— WORK INSTRUCTIONS —
Retype every line of the records below without changing a single character.
────────────────────
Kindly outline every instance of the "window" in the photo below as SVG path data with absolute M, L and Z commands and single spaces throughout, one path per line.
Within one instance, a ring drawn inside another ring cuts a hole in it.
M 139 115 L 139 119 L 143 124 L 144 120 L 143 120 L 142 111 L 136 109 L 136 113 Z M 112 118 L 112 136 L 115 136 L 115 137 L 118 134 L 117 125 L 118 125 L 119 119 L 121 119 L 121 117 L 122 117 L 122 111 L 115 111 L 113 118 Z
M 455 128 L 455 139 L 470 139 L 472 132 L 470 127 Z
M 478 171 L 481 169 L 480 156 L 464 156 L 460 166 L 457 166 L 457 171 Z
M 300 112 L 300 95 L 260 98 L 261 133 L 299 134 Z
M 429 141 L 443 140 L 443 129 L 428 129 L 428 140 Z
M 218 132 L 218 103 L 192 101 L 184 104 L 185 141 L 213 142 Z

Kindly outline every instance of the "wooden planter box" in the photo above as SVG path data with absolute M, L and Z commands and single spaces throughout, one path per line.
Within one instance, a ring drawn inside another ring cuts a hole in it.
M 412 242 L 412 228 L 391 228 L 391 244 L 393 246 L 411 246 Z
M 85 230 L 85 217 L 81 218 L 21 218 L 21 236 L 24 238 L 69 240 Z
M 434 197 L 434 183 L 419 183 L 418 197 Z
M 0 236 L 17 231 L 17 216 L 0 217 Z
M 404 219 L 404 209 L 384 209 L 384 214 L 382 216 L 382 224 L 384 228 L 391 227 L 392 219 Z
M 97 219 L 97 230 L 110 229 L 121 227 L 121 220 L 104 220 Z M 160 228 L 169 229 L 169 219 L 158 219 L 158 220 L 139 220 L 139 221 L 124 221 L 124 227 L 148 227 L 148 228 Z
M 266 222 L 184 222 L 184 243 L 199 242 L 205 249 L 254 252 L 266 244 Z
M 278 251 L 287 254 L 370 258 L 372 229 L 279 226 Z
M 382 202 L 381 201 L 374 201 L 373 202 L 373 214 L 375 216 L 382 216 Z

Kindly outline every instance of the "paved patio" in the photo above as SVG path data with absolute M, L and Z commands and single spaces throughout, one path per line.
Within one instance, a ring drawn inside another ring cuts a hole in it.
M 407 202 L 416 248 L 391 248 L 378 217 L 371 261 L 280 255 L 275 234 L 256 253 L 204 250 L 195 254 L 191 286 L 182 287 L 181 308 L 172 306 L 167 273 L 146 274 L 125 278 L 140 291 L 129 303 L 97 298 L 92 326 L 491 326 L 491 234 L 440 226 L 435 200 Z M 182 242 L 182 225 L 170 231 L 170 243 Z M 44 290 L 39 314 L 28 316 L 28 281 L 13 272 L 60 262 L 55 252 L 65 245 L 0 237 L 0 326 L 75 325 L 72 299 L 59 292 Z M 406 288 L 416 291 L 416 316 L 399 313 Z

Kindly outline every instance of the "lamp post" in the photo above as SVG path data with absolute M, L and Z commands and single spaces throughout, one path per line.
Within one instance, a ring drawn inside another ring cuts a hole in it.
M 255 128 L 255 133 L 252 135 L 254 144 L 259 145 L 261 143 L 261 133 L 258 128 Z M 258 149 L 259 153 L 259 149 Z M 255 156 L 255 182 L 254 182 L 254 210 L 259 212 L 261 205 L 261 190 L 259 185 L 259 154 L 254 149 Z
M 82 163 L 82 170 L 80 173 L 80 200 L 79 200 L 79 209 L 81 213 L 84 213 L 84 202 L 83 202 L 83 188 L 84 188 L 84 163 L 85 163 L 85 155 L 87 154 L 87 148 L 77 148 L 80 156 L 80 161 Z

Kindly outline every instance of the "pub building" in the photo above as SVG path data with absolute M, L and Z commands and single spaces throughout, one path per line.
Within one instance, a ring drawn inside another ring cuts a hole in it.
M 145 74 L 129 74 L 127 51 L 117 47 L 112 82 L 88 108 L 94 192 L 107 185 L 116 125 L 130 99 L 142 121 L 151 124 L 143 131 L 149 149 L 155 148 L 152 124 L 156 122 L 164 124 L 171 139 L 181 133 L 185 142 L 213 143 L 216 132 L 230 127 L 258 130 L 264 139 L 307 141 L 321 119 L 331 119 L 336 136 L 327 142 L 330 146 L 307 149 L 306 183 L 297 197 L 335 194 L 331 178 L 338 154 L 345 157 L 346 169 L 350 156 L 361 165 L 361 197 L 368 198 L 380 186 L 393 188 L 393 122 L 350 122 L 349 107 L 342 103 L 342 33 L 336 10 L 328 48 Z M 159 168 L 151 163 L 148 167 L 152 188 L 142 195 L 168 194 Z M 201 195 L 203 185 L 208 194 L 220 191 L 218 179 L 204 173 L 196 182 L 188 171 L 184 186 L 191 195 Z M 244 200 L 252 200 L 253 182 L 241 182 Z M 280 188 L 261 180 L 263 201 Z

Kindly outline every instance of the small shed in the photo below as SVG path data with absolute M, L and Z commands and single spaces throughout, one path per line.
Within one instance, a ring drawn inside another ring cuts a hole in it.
────────────────────
— RESULT OF THE TASK —
Kindly outline every instance of the "window" in the photo below as SVG path data with absolute M, L and Z commands and single spaces throughout, one path per line.
Within one instance, a ring drawn inside another ring cuts a hole in it.
M 139 115 L 139 119 L 143 124 L 144 120 L 143 120 L 142 111 L 136 109 L 136 113 Z M 112 118 L 112 136 L 115 136 L 115 137 L 118 134 L 117 125 L 118 125 L 119 119 L 121 119 L 121 117 L 122 117 L 122 111 L 115 111 L 113 118 Z
M 455 128 L 455 139 L 470 139 L 472 132 L 470 127 Z
M 478 171 L 481 169 L 480 156 L 464 156 L 460 166 L 457 166 L 457 171 Z
M 300 112 L 300 95 L 260 98 L 261 133 L 299 134 Z
M 429 141 L 443 140 L 443 129 L 428 129 L 428 140 Z
M 218 132 L 218 103 L 192 101 L 184 104 L 185 141 L 213 142 Z

Kindly outline every instance of the "wooden planter box" in the photo above as SVG path data with absolute M, L and Z commands and single spaces throughout, one path per line.
Within one instance, a ring drawn inside another ring cuts a hole in it.
M 412 242 L 412 228 L 391 228 L 391 244 L 393 246 L 411 246 Z
M 85 230 L 85 217 L 81 218 L 21 218 L 21 236 L 24 238 L 69 240 Z
M 434 197 L 434 183 L 419 183 L 418 197 Z
M 0 236 L 17 231 L 17 216 L 0 217 Z
M 404 219 L 404 209 L 384 209 L 384 214 L 382 216 L 382 224 L 384 228 L 391 227 L 392 219 Z
M 97 219 L 97 230 L 110 229 L 121 227 L 121 220 L 104 220 Z M 160 228 L 169 229 L 169 219 L 158 219 L 158 220 L 139 220 L 139 221 L 124 221 L 124 227 L 148 227 L 148 228 Z
M 266 222 L 184 222 L 184 243 L 199 242 L 205 249 L 254 252 L 266 244 Z
M 278 251 L 287 254 L 370 258 L 372 229 L 279 226 Z
M 382 202 L 381 201 L 374 201 L 373 202 L 373 214 L 375 216 L 382 216 Z

Kindly outline every instance of the "paved patio" in the photo above as SVG path data with absolute M, L and Z commands and single spaces throughout, one path per line.
Within one instance, a ring drawn inside another ring cuts a hole in it.
M 407 202 L 416 248 L 391 248 L 378 217 L 371 261 L 280 255 L 275 234 L 256 253 L 204 250 L 195 254 L 191 286 L 182 287 L 181 308 L 172 306 L 167 273 L 146 274 L 125 278 L 140 291 L 129 303 L 97 298 L 92 326 L 491 326 L 491 234 L 440 226 L 435 200 Z M 182 242 L 182 225 L 170 231 L 170 243 Z M 44 290 L 39 314 L 28 316 L 28 281 L 13 272 L 60 262 L 55 252 L 65 245 L 0 237 L 0 326 L 75 325 L 72 299 L 59 292 Z M 406 288 L 416 291 L 416 316 L 399 313 Z

Kindly outline every instance of the "lamp post" in the photo above as SVG path data with absolute M, L and Z commands and single spaces throughout, one path per line.
Within one instance, a ring drawn inside another ring cuts a hole in it.
M 255 128 L 255 133 L 252 135 L 254 144 L 259 145 L 261 143 L 261 133 L 258 128 Z M 258 149 L 259 153 L 259 149 Z M 255 156 L 255 182 L 254 182 L 254 210 L 259 212 L 261 205 L 261 190 L 259 185 L 259 154 L 254 149 Z
M 82 163 L 82 170 L 80 173 L 80 200 L 79 200 L 79 209 L 81 213 L 84 213 L 84 202 L 83 202 L 83 188 L 84 188 L 84 163 L 85 163 L 85 155 L 87 154 L 87 148 L 77 148 L 80 156 L 80 161 Z

Kindly outline every instance of the "pub building" in the photo above as SVG path data with absolute M, L and Z commands and single spaces throughout, one path per line.
Within one instance, a ring drawn inside another ring cuts a hole in it.
M 145 74 L 129 74 L 127 51 L 117 47 L 112 82 L 88 108 L 94 192 L 107 185 L 116 125 L 130 99 L 142 121 L 151 124 L 143 131 L 149 149 L 155 148 L 152 124 L 156 122 L 164 124 L 171 139 L 181 133 L 185 142 L 213 143 L 216 132 L 230 127 L 258 130 L 264 139 L 307 141 L 321 119 L 331 119 L 336 136 L 327 142 L 330 146 L 307 149 L 306 183 L 297 197 L 335 194 L 331 178 L 338 154 L 345 157 L 346 169 L 350 156 L 361 165 L 361 197 L 368 198 L 380 186 L 393 188 L 393 122 L 350 122 L 349 107 L 342 103 L 342 33 L 336 10 L 328 48 Z M 159 168 L 151 163 L 148 167 L 152 188 L 142 195 L 168 194 Z M 201 195 L 203 185 L 208 194 L 220 191 L 218 179 L 204 173 L 196 182 L 188 171 L 184 186 L 191 195 Z M 244 200 L 252 200 L 253 182 L 241 182 Z M 280 188 L 261 180 L 263 201 Z

Kindly outline every instance of the small shed in the photo below as SVG path data with absolute M, L and Z commands and single spaces throughout, one path per line.
Within one instance, a ring drawn inside another ring cuts a hole in it.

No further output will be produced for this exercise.